GOAL:
Beginning with the line that contains "Find the woman's", extract each line through the end of the listing below, with no additions or omissions.

>> BEGIN

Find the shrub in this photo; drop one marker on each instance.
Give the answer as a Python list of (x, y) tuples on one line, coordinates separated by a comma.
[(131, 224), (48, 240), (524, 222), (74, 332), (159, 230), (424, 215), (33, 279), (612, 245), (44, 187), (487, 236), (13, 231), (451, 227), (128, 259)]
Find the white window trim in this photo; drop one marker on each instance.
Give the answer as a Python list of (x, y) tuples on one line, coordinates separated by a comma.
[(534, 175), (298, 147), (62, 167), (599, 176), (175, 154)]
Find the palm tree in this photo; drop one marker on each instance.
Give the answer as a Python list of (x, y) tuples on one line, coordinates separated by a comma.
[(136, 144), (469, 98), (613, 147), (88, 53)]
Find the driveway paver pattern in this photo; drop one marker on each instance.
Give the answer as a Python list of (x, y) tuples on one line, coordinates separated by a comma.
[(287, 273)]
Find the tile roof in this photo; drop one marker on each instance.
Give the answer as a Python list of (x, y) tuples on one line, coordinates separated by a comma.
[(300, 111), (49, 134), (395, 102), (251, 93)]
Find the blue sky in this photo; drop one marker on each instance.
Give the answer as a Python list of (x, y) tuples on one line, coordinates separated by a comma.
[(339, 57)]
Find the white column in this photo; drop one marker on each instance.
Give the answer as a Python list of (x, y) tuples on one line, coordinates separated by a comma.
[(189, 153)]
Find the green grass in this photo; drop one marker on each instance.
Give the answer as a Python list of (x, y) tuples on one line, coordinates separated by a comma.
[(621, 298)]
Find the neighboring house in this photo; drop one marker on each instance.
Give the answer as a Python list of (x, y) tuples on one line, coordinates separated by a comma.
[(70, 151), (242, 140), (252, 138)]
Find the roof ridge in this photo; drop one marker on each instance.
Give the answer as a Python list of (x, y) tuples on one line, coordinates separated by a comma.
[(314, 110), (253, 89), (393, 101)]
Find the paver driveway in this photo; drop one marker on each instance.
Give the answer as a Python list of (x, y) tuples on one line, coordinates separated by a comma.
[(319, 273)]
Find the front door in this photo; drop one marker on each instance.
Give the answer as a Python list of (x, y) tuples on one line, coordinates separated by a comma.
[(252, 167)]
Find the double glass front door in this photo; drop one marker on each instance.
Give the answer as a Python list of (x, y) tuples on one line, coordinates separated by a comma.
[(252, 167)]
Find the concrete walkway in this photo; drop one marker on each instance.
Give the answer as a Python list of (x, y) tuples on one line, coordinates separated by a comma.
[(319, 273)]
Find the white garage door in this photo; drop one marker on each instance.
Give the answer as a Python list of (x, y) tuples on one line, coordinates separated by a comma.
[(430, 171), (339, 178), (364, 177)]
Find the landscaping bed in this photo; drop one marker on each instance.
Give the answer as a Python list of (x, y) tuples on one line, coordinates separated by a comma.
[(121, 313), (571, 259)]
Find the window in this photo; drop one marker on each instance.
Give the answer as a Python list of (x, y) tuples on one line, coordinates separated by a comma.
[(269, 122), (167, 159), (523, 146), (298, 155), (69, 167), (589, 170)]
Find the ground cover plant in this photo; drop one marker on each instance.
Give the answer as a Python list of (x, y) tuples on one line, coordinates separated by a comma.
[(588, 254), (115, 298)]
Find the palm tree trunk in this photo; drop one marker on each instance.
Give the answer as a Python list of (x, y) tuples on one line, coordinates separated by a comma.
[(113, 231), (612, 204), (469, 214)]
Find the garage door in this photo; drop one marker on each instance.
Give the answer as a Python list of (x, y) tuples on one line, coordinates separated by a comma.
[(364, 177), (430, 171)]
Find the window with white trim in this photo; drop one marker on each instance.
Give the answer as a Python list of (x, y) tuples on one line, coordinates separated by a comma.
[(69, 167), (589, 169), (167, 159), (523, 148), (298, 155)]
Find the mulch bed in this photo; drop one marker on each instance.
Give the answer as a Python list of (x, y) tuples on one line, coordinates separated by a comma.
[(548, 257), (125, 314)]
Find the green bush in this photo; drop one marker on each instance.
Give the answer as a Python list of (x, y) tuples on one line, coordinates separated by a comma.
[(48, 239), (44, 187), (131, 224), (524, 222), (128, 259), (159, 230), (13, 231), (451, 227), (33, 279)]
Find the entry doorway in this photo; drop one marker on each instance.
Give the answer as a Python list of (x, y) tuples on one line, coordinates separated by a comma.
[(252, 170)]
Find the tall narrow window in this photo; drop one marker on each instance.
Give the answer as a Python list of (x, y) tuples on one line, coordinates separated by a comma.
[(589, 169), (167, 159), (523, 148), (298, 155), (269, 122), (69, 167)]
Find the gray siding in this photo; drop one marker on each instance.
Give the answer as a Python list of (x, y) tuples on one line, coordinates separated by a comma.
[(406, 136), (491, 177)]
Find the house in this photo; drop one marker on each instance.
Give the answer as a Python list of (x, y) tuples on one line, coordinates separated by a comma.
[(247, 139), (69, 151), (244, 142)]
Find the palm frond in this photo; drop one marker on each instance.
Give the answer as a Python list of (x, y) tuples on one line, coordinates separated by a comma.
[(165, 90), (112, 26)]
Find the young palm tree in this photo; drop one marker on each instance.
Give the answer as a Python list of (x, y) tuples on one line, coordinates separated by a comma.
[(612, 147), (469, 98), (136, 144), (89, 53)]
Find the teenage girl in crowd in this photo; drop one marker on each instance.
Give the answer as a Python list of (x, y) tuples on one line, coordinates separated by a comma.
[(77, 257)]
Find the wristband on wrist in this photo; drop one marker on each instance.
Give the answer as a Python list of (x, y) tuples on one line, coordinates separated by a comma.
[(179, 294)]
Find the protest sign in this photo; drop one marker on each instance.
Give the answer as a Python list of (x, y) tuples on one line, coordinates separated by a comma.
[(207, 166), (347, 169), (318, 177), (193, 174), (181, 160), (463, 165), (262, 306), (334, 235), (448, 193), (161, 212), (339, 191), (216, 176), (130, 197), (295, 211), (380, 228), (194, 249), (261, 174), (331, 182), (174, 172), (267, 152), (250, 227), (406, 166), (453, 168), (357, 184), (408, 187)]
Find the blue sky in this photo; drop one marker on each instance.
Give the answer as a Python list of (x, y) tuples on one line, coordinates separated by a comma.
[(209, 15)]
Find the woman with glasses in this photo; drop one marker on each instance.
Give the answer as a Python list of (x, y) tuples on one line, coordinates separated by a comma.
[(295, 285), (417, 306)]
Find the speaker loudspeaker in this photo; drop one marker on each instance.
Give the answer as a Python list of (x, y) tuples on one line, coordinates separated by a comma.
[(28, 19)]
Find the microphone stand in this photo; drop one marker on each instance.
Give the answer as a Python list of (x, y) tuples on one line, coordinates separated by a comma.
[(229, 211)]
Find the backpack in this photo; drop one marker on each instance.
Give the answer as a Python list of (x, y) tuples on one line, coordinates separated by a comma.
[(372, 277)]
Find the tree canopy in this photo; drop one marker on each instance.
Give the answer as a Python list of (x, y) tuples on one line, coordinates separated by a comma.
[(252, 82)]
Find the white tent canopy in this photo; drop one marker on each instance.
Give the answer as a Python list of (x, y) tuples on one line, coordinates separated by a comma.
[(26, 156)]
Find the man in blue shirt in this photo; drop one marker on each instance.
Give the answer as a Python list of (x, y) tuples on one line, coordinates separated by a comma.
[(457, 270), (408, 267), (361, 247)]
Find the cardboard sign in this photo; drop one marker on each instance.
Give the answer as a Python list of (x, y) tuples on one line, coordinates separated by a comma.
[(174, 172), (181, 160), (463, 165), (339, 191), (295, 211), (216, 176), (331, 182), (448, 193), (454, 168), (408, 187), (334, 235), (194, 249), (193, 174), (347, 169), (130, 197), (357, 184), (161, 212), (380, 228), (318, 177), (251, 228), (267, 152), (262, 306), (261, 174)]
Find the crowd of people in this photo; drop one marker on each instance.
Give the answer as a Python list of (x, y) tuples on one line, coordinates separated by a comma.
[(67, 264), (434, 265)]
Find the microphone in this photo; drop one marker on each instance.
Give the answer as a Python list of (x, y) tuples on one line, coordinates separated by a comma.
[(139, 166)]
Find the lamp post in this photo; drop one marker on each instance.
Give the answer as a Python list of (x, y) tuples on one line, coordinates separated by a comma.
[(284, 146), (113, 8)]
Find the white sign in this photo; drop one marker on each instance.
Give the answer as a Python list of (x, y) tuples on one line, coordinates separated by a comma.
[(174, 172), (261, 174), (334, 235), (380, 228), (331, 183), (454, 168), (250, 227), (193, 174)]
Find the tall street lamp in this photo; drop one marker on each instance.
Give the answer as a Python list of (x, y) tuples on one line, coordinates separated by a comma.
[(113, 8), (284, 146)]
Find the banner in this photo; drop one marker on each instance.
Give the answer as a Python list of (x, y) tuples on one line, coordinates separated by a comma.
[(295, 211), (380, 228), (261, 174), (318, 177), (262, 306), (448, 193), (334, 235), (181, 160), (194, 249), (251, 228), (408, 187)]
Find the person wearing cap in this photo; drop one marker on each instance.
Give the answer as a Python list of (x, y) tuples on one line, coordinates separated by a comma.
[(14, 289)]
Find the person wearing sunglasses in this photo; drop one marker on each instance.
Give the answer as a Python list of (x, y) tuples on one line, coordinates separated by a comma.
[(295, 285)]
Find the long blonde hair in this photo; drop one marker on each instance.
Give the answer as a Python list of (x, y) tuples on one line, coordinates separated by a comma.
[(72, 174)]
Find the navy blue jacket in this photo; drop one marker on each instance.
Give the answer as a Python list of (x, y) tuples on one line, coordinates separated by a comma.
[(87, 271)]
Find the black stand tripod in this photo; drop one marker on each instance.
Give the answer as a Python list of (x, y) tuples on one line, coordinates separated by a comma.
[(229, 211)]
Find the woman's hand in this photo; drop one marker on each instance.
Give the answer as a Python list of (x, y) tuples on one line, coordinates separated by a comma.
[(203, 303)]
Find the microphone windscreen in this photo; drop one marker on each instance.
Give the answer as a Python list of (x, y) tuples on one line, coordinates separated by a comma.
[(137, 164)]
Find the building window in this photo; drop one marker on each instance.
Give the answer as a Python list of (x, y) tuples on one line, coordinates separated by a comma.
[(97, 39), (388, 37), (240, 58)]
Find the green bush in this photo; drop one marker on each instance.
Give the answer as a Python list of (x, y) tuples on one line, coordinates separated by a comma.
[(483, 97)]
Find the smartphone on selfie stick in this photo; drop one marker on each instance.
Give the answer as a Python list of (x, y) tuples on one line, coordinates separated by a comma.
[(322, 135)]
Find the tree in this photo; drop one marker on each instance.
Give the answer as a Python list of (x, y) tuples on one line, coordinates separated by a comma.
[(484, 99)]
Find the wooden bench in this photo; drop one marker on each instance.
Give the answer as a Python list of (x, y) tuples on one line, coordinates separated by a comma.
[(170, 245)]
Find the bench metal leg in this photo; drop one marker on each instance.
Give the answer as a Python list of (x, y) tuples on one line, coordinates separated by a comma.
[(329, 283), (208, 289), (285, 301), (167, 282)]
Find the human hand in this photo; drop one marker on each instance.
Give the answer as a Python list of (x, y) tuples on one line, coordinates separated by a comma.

>> END

OUTPUT FOR THIS EXERCISE:
Find the woman's hand in this photo; drop one marker on each instance.
Give the answer as a Python list of (x, y) tuples on one line, coordinates separated by a comma.
[(203, 303)]
Find the microphone windscreen in this photo; drop one marker on each instance.
Give the answer as a Python list of (x, y) tuples on one line, coordinates separated by a comma.
[(137, 164)]
Find the building window in this photo; drop one marker on each instance.
Give the answer as a Python list of (x, y) tuples on one line, coordinates separated by a comma.
[(97, 39), (388, 37), (240, 58)]
Find the green bush in this photo; drop one marker on each instance.
Give the answer as a Python list of (x, y) tuples on one line, coordinates separated by a comma.
[(483, 97)]
Find the smartphone on selfie stick in this photo; drop one marker on each instance.
Give the answer as a Python list of (x, y) tuples on one line, coordinates separated by a comma.
[(322, 135)]
Find the tree in this photo; drop one marker on each instance.
Give the answer as a Python list of (x, y) tuples on one line, coordinates separated by a comma.
[(484, 99)]
Find the wooden bench in this photo; drop one marker on each instance.
Give the answer as a Python list of (x, y) tuples on one line, coordinates separated by a comma.
[(170, 245)]
Find the bench metal leg in this photo; drop one marker on each instance.
Give the answer as a Python list of (x, y) tuples on one line, coordinates separated by a comma.
[(329, 283), (208, 289), (285, 301), (167, 282)]
Find the human hand in this photo; drop one marker on each instance.
Give the answer as a Python list of (x, y) tuples on one line, coordinates separated by a comma.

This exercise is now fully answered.